#### Task goal:
Copy the data below word for word, from its first line through the line containing "311, 242, 341, 316". Leave out the pictures.
>> Start Data shown
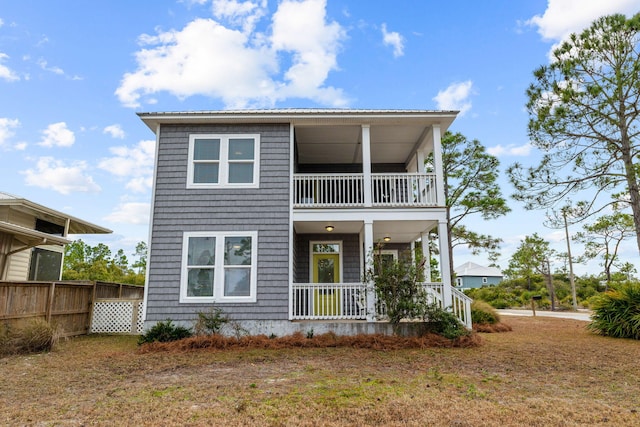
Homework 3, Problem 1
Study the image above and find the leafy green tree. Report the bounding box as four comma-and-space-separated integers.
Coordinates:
62, 240, 146, 285
575, 212, 635, 282
504, 233, 556, 310
427, 132, 511, 278
508, 13, 640, 251
365, 245, 428, 334
131, 242, 149, 274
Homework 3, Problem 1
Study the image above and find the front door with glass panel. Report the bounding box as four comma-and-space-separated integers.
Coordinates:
311, 242, 341, 316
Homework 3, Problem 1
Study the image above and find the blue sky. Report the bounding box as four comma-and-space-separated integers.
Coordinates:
0, 0, 640, 274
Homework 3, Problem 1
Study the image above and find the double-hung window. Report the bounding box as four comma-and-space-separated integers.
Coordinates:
187, 134, 260, 188
180, 231, 258, 302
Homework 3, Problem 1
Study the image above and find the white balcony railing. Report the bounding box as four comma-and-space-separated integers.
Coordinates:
291, 283, 471, 329
293, 173, 437, 208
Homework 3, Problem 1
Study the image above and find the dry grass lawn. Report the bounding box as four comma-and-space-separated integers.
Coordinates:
0, 317, 640, 426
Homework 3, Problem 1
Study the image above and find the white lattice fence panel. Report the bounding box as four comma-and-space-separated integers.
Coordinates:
91, 300, 143, 334
133, 300, 144, 334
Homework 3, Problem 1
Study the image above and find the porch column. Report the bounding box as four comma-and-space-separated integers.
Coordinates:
416, 150, 424, 173
362, 125, 373, 208
431, 125, 447, 206
438, 220, 453, 308
364, 221, 376, 322
420, 232, 431, 282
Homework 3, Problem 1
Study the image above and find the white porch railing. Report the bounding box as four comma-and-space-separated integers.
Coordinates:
291, 283, 367, 320
293, 173, 437, 208
293, 174, 364, 207
291, 283, 471, 329
371, 173, 436, 207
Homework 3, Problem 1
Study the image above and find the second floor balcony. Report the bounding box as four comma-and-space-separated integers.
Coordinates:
293, 173, 439, 208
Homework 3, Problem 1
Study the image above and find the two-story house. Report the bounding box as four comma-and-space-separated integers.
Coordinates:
139, 109, 471, 335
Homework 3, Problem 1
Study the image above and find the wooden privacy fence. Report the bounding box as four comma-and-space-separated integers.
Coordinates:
0, 281, 144, 336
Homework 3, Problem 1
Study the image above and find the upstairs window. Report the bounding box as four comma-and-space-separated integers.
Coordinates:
187, 134, 260, 188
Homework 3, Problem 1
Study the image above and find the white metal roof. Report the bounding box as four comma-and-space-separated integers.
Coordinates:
138, 109, 458, 164
453, 262, 503, 277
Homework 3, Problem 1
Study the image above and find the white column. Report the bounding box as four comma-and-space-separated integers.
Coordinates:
364, 221, 376, 322
431, 125, 446, 206
416, 150, 424, 173
420, 232, 431, 282
438, 220, 453, 308
362, 125, 372, 208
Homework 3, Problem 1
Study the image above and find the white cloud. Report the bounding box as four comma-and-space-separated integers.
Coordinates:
21, 157, 101, 194
0, 52, 20, 82
38, 59, 64, 75
0, 117, 20, 147
382, 24, 404, 58
272, 0, 346, 106
526, 0, 638, 57
213, 0, 267, 33
38, 122, 76, 147
115, 0, 346, 108
433, 80, 473, 116
102, 124, 125, 139
98, 140, 156, 193
104, 202, 150, 224
487, 143, 531, 156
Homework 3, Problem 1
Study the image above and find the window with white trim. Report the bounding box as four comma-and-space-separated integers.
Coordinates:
187, 134, 260, 188
180, 231, 258, 303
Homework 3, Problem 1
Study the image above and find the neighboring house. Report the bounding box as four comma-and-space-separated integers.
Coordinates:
0, 192, 111, 281
139, 109, 470, 335
454, 262, 502, 289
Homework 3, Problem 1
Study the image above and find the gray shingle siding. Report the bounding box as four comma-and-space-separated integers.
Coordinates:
146, 124, 290, 321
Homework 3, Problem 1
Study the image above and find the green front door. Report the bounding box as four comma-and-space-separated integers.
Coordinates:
311, 253, 340, 316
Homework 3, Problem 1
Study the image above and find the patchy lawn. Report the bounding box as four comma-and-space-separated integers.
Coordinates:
0, 317, 640, 426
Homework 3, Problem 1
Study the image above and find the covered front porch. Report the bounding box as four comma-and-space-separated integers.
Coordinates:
289, 217, 471, 328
>> End Data shown
#### Exercise response:
Homework 3, Problem 1
Study the image above and find the leafy green tree. Report the bounding box as four comma-and-space-separated integers.
Coordinates:
62, 240, 146, 285
575, 212, 635, 282
504, 233, 556, 310
427, 132, 511, 278
508, 13, 640, 251
365, 245, 428, 334
131, 242, 149, 274
Homework 3, Problem 1
Study the image above and find the front door with glass panel. Report the bounding box as four comma-and-space-separated integers.
Coordinates:
311, 242, 341, 316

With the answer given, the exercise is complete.